SHORT EXERCISE.
Report each line of the items below that contains the string "building". Case matters, so match only that exact capitalization.
===== THE INPUT =====
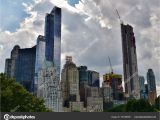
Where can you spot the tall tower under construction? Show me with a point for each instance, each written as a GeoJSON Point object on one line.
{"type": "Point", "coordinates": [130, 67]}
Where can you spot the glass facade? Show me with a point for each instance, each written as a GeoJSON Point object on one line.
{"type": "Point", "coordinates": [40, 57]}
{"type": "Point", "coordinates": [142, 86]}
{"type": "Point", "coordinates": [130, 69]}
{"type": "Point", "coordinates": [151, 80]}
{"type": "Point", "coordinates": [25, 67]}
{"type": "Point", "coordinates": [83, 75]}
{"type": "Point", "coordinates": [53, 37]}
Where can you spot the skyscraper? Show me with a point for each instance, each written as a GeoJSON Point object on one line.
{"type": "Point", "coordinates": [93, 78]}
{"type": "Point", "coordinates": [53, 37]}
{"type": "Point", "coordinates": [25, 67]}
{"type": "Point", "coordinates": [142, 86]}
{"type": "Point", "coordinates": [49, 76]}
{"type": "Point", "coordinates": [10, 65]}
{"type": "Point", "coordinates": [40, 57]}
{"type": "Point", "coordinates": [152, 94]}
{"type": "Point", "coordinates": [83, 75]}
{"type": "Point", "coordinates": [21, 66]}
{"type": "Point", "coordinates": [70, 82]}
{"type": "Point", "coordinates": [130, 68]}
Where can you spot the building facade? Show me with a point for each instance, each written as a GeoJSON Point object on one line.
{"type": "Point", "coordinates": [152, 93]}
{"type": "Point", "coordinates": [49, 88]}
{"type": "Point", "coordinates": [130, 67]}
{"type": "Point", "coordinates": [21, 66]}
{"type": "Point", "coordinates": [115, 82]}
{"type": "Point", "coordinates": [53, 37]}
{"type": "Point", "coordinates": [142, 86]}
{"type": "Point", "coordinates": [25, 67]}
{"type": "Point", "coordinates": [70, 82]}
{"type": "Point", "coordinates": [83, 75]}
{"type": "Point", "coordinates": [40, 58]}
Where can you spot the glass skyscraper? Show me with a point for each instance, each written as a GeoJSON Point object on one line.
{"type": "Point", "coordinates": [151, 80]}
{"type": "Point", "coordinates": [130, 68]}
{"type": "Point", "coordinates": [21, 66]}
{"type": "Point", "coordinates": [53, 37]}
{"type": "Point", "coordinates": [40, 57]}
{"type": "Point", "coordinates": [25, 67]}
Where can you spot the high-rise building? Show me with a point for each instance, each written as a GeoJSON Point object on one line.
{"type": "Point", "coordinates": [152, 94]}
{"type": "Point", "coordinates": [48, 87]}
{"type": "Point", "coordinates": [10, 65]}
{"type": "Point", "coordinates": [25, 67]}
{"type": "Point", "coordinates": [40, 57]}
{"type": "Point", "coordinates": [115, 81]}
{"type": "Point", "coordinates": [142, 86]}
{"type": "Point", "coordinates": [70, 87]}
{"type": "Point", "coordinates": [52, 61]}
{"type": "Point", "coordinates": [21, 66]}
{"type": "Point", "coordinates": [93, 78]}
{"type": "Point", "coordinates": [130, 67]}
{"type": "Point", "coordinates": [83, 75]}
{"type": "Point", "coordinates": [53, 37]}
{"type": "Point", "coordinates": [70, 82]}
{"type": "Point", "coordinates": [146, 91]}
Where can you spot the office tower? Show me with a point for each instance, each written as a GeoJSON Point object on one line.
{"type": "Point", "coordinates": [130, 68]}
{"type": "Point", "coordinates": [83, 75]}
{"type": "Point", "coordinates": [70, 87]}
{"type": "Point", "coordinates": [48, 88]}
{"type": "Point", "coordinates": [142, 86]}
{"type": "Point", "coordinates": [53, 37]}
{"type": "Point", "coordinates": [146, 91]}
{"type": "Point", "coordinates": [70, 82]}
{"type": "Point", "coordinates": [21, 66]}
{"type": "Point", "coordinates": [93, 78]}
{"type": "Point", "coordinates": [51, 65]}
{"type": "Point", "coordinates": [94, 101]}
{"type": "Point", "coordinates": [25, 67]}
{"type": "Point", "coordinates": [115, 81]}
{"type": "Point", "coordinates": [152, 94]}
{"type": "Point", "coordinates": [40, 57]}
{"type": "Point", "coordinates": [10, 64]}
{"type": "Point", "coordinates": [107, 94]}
=====
===== THE INPUT =====
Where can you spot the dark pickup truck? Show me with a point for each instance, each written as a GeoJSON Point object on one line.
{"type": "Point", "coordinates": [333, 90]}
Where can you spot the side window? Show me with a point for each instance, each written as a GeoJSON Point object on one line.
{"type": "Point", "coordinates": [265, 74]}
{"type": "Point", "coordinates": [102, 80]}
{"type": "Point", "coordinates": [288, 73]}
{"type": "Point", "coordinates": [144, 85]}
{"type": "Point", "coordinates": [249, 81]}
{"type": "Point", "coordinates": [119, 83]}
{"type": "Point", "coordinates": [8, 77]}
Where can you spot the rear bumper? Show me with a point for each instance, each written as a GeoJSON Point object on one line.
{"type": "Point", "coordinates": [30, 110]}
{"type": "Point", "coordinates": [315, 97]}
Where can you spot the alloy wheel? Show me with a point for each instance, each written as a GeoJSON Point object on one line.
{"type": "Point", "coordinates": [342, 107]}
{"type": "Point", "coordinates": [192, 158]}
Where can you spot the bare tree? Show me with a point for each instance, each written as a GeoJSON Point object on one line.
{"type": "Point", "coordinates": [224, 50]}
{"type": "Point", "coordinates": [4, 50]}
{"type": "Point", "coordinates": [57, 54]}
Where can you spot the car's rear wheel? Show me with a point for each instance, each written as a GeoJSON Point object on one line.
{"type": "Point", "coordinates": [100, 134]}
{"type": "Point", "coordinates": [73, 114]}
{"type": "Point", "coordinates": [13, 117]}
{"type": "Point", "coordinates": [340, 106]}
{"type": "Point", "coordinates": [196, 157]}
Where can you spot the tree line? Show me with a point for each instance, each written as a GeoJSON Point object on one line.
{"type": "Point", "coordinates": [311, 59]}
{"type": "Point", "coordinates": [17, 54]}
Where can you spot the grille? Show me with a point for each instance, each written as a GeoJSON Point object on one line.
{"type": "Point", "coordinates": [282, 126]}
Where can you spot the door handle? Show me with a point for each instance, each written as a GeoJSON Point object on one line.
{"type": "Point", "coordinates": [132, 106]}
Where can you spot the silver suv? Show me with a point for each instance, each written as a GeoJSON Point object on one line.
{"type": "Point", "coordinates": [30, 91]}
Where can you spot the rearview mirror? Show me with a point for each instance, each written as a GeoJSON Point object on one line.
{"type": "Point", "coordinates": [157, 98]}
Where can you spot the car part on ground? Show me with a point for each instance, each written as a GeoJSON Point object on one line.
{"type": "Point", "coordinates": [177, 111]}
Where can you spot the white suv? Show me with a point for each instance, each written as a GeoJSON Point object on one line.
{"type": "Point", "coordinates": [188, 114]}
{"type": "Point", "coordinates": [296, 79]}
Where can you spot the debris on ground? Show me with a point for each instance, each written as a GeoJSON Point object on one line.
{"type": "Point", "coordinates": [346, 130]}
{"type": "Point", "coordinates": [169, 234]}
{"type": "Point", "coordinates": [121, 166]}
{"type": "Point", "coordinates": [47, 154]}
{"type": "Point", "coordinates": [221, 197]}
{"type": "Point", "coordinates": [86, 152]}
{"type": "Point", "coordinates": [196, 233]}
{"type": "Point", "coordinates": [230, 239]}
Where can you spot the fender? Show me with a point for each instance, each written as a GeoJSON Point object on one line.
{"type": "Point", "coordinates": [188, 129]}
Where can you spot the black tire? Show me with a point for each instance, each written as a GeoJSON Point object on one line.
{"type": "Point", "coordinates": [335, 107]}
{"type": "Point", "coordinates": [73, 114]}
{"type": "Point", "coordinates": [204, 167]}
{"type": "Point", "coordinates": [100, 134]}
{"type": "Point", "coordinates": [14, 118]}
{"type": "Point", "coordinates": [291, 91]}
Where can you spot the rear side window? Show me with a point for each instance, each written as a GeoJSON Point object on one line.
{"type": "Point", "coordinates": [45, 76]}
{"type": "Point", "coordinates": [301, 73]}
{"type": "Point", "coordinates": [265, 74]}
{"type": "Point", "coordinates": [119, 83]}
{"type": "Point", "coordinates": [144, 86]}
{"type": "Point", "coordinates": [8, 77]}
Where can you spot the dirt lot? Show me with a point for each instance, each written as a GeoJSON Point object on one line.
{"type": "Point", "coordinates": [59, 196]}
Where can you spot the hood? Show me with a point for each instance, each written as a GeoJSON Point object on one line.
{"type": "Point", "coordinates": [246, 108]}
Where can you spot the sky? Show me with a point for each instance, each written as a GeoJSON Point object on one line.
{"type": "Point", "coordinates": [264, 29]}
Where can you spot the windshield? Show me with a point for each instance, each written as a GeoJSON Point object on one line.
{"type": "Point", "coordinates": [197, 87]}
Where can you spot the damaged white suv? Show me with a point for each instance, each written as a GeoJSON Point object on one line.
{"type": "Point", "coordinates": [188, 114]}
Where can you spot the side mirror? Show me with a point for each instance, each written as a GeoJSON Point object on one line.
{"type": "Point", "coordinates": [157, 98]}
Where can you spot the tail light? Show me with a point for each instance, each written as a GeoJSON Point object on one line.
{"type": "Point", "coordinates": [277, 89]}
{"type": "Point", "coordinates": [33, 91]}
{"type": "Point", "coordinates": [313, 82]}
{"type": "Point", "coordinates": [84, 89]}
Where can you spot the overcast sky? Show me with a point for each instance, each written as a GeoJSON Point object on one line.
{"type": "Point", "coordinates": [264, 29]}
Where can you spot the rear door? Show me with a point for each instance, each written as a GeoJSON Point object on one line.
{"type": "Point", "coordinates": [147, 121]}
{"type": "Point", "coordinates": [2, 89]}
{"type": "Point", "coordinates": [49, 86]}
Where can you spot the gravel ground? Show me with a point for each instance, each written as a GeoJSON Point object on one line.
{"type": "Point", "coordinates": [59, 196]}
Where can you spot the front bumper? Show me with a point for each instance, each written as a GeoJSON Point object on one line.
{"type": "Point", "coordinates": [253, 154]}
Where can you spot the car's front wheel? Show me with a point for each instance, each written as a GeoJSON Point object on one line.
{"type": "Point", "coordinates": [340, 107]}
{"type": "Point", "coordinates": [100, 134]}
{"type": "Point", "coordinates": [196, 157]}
=====
THE REPLY.
Where can you spot the building facade? Show me with a point for each instance, each written as a GeoJSON Point object on one line.
Where can you spot the high-rise building? Show me with a point for each instance, each written as a GeoJSON Point object on one line.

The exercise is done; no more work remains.